**WHAT IS NEEDED:**
Transcribe the passage about sharing Ebola outbreak data below, from "Rivers was right." up to and including "in Edgewood, Maryland.".

**PASSAGE SHOWN:**
When the Ebola outbreak in West Africa picked up pace in July 2014, Caitlin Rivers started to collect data on the people affected. Rivers, then a PhD student in computational epidemiology, wanted to model the outbreak’s spread. So every day she downloaded PDF updates released by the ministries of health of the virus-stricken countries, and converted the numbers into computer-readable tables. Rather than keeping these files to herself, she posted them to, a hugely popular website for collaborative work on software code. Rivers thought the postings might attract those interested in up-to-date information from the Ebola outbreak. “I figured if I needed it, other people would, too,” she says.

Rivers was right. Other researchers began to download the data and contribute to the project. On some days, third parties would download and convert the ministries’ data before her, and load them into the GitHub repository. Others created programming scripts to do simple error-checks on the data, such as ensuring that the daily patient counts made sense. At the time, GitHub was “really the only place on the Internet that you could interact with these data as data, and not as a PDF”, says Rivers, who was at Virginia Polytechnic Institute and State University in Blacksburg when she began the project, and is now an epidemiologist at the US Army Public Health Center in Edgewood, Maryland.

**RAW DATA:**

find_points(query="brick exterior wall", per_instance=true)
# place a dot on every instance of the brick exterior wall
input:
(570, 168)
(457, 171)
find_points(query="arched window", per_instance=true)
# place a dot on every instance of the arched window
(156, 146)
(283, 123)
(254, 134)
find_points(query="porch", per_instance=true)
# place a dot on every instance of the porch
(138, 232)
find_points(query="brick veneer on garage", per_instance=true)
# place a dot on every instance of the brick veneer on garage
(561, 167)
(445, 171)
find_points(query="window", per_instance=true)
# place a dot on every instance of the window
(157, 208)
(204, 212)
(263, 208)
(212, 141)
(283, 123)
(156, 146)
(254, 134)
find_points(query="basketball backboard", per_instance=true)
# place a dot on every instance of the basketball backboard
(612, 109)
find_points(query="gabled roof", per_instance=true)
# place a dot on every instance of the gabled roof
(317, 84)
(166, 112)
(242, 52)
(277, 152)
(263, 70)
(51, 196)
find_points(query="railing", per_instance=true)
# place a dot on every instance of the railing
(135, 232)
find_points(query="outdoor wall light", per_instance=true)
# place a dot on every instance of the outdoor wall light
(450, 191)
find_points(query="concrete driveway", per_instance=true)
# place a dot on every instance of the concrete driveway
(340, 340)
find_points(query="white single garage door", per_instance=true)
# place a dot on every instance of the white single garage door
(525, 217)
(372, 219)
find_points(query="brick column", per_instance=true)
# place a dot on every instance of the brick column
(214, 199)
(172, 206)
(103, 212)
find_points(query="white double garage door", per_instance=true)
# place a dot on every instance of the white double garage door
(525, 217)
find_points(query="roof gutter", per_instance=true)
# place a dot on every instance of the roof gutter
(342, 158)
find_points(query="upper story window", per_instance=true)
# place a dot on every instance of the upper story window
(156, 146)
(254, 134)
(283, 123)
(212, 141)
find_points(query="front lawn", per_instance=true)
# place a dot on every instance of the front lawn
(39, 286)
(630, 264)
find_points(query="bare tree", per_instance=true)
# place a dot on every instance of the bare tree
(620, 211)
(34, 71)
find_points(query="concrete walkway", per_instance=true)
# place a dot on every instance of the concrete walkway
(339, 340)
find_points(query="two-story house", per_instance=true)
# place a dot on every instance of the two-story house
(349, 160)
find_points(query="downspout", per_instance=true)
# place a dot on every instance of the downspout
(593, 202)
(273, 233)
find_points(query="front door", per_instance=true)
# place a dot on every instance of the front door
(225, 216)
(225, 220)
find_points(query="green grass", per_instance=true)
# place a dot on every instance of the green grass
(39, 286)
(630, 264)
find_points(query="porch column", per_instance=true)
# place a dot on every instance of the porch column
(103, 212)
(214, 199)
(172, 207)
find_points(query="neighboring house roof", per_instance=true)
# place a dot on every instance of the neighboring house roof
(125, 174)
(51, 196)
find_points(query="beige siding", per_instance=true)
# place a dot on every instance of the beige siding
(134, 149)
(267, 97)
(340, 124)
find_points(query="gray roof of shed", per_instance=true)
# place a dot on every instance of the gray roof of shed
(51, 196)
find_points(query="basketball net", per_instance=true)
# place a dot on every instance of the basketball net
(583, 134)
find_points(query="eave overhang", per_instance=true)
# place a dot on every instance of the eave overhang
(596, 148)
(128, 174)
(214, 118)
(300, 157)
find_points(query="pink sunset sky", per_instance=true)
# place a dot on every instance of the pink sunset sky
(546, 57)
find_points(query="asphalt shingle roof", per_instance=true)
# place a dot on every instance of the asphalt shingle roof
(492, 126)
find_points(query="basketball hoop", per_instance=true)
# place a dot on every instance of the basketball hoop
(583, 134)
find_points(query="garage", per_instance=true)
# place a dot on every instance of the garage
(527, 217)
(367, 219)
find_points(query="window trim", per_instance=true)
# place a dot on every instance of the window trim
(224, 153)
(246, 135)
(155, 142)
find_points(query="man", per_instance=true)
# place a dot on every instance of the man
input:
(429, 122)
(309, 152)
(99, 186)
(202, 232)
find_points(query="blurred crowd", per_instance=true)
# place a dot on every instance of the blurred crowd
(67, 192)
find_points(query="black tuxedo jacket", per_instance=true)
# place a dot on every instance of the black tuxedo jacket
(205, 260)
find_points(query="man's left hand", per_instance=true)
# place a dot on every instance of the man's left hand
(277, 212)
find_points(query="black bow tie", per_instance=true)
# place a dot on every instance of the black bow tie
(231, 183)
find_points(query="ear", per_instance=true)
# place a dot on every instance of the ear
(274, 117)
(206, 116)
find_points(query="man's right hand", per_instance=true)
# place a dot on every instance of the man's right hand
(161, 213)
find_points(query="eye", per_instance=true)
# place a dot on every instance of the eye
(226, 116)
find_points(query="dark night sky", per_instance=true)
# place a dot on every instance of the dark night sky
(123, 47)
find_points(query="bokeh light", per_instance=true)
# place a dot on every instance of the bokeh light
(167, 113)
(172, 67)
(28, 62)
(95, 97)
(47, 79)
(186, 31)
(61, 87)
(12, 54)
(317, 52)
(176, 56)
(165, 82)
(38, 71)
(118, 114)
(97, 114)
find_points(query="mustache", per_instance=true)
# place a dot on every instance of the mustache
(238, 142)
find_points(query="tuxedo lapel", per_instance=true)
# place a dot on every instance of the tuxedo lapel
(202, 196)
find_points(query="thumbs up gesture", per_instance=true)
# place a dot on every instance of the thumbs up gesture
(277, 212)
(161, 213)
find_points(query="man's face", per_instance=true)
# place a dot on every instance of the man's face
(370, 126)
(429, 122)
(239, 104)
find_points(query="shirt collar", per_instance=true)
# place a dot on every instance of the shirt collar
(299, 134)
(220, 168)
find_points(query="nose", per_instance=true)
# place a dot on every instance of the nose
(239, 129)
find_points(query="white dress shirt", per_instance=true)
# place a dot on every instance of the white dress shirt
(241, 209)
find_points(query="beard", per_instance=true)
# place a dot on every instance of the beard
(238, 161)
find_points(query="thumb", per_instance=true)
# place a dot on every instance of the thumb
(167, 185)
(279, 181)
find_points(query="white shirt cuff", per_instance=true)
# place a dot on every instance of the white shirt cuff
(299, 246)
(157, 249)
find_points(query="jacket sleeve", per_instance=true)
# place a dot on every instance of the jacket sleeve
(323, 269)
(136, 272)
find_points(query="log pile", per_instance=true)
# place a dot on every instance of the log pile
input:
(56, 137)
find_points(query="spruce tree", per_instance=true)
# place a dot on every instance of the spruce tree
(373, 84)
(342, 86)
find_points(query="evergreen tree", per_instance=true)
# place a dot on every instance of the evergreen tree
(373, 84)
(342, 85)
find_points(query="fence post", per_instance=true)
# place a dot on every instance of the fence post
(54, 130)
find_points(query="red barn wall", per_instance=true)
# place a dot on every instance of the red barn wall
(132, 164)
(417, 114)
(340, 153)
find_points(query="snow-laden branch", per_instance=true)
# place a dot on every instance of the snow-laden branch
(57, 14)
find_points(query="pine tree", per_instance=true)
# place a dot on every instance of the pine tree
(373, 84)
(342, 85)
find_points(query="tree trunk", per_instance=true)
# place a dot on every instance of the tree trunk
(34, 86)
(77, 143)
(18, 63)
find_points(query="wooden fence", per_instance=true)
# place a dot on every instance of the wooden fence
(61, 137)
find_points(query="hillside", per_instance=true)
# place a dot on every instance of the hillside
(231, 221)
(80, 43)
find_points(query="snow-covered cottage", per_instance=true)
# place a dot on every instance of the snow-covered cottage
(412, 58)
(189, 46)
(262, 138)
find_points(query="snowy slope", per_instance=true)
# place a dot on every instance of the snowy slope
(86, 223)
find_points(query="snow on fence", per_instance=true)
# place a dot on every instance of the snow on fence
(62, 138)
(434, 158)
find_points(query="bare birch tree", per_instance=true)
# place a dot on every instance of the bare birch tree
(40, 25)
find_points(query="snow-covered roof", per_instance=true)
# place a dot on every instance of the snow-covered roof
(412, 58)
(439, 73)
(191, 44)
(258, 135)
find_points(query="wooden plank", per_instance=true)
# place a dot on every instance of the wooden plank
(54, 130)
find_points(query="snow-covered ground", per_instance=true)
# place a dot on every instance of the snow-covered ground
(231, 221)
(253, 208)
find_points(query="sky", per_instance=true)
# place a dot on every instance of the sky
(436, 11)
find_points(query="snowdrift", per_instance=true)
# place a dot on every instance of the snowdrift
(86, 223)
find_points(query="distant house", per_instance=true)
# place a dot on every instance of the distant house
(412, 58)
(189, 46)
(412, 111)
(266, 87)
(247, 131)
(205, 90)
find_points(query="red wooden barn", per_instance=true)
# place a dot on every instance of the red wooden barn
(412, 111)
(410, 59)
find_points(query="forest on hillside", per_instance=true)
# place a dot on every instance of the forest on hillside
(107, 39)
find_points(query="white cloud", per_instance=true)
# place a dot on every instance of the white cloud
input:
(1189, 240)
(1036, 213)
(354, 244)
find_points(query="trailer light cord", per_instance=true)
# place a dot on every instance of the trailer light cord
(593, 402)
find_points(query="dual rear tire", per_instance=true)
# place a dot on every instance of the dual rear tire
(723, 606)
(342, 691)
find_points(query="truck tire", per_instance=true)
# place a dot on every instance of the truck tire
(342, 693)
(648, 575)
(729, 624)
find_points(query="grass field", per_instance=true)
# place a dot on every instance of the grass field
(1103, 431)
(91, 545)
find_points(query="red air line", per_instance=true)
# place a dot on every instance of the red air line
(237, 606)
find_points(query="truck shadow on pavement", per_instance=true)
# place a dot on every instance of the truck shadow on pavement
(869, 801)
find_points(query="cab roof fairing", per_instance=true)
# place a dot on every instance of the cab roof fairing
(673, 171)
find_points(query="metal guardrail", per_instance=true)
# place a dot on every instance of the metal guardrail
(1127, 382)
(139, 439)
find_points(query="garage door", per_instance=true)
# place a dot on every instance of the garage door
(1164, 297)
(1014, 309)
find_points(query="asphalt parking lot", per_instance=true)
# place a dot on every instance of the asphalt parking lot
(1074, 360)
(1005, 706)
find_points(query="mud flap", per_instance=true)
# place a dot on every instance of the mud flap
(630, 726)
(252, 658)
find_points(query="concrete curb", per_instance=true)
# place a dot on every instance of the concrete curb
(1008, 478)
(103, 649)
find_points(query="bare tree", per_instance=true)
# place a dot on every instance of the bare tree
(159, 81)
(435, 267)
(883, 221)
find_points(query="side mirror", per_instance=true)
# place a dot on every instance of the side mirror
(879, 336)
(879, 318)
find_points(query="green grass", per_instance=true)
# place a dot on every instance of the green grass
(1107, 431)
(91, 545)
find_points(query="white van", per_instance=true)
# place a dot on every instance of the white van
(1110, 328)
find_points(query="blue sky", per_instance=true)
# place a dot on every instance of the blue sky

**RESULT:**
Rivers was right. Other researchers began to download the data and contribute to the project. On some days, third parties would download and convert the ministries’ data before her, and load them into the GitHub repository. Others created programming scripts to do simple error-checks on the data, such as ensuring that the daily patient counts made sense. At the time, GitHub was “really the only place on the Internet that you could interact with these data as data, and not as a PDF”, says Rivers, who was at Virginia Polytechnic Institute and State University in Blacksburg when she began the project, and is now an epidemiologist at the US Army Public Health Center in Edgewood, Maryland.